• [WORK ITEM]: Each entry below should be written out exactly as it is, with no pictures.

(Stored items)
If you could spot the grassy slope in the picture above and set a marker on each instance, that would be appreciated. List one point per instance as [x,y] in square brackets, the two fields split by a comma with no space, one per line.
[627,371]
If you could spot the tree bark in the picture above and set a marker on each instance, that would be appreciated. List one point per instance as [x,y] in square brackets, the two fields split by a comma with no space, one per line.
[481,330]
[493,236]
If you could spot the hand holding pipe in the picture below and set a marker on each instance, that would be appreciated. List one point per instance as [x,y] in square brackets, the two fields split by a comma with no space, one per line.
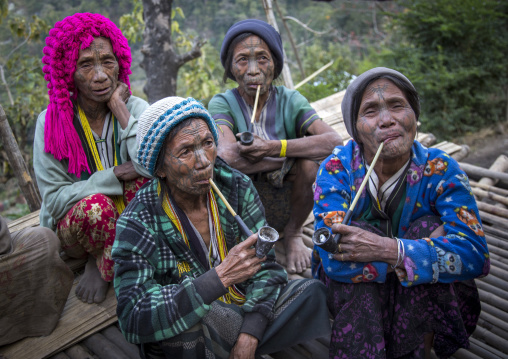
[247,138]
[267,236]
[322,237]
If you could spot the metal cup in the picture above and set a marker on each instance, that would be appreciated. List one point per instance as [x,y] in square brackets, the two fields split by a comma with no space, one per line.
[246,138]
[323,239]
[267,236]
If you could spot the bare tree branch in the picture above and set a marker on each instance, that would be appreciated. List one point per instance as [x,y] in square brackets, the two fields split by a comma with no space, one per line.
[306,27]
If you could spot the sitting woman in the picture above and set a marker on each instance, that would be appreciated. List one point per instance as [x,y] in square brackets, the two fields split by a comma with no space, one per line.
[402,280]
[188,285]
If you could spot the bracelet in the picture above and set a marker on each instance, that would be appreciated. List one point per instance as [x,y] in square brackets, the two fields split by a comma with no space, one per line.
[401,253]
[284,145]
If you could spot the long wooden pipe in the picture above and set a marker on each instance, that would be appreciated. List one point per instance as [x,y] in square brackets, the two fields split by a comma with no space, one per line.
[243,227]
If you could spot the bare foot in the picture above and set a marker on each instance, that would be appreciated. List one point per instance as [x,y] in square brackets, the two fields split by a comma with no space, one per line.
[297,253]
[91,287]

• [YOUR SOLUTION]:
If you could spot the grassy slope in the picture above and set a marker on each instance, that would be appreciated. List one point per instance as [x,y] in square brackets, the two fields split by a comma with no space, one per line.
[627,371]
If you could spot the tree bark in the picture above and set a marker on each instance, that would be appreciated. List one point per instance as [x,y] in square brackets, the two fields split by a comma with no space, one per line.
[481,330]
[493,236]
If you could spot the hand holding pipe in the picture below and set a marker on each instance, that would be appreciated. List one point per instance as [x,y] in square brackets, the two fields split by a comma with no space, one per line.
[247,138]
[267,236]
[322,237]
If you could spot the metal cup in the picture above and set a marker on each instance, that would be appreciated. List one point per instance as [x,y] in square brackets, the two fields split by a comma with no space, one per line.
[246,138]
[323,239]
[267,236]
If you could spot the bare tree branch in the picture above and set a marker on each instance, that would be appreciated. List one point per instance as [x,y] in square brackets, the two fields split by a comma with no space, one per line.
[306,27]
If you could spot the sitting woman in the picture above and set a marker on each instance, that would be appreciated. List one point per instance as [x,y] in square brackets, the two fields split by a comma with no space, one per line.
[402,280]
[188,285]
If you could spot the bracelet in the picture above and set a marker on each instance, that would be appreciated. List one point per instance as [x,y] in square brackets, the two fields split by a comma with no space, one per line.
[401,253]
[284,145]
If you could spot the long wooden pipe in the picture above and set a marker on each instance, that would be appreciated. List one point per instance as [x,y] in square brackets, the two fields split by a comma with no space, one per line.
[243,227]
If you could spot the bare foot in the picture above and set a marker on each instance, that would be appreciated. List one point per instance as [x,y] in square brackets, the two fields split by a comma with no space, one per line.
[297,253]
[91,287]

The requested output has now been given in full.